══ Input material
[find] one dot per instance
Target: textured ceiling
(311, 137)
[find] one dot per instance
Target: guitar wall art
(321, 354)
════
The task
Would you please repeat the entire listing, line for line?

Finished exercise
[find] one dot per instance
Target: textured ceiling
(311, 137)
[find] one dot per instance
Target: guitar wall art
(321, 354)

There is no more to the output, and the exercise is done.